Task details
Rewrite the part of the material that opens with the line containing "[point] at the blonde" and runs through the end of the material, substituting "steel barrier" for "metal barricade" and leaving everything else unchanged.

### Source material

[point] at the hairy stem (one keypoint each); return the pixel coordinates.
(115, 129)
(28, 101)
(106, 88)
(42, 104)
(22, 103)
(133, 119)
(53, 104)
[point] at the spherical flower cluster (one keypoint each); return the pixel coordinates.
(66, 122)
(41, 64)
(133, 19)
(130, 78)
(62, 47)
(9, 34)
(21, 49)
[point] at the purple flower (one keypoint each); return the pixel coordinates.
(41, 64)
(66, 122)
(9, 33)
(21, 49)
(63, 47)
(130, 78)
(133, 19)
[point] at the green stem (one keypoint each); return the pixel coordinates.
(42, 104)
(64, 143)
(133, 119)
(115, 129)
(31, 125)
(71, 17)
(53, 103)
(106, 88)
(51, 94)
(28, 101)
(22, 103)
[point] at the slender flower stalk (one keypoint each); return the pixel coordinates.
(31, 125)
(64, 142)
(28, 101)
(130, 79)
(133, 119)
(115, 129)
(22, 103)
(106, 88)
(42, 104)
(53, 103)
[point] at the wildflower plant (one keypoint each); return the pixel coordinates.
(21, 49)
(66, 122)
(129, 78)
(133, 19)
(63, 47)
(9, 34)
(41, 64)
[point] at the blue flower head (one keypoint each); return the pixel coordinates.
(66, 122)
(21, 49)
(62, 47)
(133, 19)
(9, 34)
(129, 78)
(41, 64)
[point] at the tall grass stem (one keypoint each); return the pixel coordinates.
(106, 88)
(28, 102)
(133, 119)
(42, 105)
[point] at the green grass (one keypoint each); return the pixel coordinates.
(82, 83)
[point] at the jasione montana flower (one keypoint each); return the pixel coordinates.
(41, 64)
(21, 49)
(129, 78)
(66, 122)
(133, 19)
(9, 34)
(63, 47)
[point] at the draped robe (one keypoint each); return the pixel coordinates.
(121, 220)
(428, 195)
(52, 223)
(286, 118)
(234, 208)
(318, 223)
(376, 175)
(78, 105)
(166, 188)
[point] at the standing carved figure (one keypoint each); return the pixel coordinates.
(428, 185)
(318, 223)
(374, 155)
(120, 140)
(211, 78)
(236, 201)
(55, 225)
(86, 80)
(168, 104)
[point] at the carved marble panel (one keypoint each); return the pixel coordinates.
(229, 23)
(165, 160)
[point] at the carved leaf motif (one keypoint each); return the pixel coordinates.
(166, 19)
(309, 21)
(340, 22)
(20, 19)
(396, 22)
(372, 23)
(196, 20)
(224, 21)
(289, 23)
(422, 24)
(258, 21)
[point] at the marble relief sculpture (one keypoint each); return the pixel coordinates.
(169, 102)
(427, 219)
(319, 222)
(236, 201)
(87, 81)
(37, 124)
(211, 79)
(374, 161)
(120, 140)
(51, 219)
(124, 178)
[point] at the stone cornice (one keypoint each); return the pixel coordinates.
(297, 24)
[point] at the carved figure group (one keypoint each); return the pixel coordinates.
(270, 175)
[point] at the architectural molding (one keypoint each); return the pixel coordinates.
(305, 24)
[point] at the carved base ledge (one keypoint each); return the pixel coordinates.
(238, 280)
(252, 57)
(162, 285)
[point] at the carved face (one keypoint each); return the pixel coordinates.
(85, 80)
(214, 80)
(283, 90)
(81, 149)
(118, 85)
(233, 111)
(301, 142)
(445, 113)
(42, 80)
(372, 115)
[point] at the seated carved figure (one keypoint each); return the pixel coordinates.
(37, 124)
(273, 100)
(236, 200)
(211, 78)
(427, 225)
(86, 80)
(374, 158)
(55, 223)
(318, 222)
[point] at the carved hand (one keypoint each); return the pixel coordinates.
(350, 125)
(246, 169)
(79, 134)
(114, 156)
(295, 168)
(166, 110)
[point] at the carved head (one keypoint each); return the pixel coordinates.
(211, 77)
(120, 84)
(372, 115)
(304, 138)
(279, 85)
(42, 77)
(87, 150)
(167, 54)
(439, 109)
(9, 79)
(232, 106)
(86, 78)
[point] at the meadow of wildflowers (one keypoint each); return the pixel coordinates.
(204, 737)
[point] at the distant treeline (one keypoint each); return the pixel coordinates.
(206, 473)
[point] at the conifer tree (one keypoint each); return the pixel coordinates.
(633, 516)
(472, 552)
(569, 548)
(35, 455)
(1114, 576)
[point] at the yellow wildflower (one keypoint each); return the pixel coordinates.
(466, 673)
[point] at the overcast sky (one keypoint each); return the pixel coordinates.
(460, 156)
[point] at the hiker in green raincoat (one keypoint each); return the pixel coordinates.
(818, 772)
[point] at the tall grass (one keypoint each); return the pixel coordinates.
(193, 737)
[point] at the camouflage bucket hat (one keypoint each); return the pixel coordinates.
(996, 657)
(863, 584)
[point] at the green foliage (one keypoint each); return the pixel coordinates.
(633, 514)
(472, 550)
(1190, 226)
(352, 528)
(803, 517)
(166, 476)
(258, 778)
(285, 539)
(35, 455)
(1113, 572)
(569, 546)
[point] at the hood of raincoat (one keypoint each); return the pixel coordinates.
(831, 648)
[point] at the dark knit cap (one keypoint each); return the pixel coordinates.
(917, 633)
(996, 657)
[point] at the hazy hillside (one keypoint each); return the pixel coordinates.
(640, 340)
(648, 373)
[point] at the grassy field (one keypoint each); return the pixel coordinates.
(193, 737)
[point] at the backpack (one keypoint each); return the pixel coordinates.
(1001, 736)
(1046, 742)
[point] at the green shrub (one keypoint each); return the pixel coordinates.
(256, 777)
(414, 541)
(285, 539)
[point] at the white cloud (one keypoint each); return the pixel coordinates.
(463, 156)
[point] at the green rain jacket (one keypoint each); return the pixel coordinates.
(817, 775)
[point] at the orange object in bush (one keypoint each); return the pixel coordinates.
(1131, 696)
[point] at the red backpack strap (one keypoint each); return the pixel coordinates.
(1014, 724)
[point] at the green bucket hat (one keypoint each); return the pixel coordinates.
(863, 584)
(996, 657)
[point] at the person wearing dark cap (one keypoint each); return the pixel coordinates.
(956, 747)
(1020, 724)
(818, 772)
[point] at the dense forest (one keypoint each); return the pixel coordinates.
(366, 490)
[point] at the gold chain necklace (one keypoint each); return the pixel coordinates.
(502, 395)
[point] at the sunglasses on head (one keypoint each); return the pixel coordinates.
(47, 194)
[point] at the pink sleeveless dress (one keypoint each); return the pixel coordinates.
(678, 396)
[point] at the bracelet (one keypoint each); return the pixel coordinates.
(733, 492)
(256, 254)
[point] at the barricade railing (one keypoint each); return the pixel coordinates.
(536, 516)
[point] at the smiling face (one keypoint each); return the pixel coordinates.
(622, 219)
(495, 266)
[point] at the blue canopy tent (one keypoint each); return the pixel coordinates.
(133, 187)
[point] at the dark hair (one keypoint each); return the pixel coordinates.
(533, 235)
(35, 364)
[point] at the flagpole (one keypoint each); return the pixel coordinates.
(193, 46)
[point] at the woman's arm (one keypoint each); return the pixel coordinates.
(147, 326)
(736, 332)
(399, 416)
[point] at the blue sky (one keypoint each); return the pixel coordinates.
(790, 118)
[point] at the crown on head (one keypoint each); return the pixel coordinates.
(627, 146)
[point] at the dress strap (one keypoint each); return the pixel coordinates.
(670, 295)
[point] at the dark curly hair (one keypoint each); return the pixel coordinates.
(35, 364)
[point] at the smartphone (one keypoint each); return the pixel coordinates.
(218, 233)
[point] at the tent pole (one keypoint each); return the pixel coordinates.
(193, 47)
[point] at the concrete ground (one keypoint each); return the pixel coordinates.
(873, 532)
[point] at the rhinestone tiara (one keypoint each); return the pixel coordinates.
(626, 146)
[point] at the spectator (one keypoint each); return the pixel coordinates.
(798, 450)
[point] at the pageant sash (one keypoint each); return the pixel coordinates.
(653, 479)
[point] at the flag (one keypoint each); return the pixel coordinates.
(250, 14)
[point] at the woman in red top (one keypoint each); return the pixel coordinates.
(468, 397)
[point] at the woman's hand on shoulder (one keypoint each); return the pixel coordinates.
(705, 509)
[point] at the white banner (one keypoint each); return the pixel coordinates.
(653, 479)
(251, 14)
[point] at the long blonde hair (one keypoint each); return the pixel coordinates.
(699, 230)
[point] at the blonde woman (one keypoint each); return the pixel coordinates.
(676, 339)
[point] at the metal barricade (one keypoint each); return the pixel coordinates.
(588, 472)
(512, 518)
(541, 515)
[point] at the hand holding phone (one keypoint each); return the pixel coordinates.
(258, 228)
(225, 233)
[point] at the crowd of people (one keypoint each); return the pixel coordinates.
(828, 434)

######

Result of the exercise
[point] at the blonde woman (one keypoint each); return the pixel coordinates.
(676, 339)
[point] at the steel barrier (one keypoint each); return the pixel coordinates.
(588, 472)
(512, 518)
(541, 515)
[point] at the hand holding phone (one keypoint each); return the pixel coordinates.
(258, 228)
(225, 233)
[point] at the crowd of people (one keypoint each); return the pixel coordinates.
(828, 434)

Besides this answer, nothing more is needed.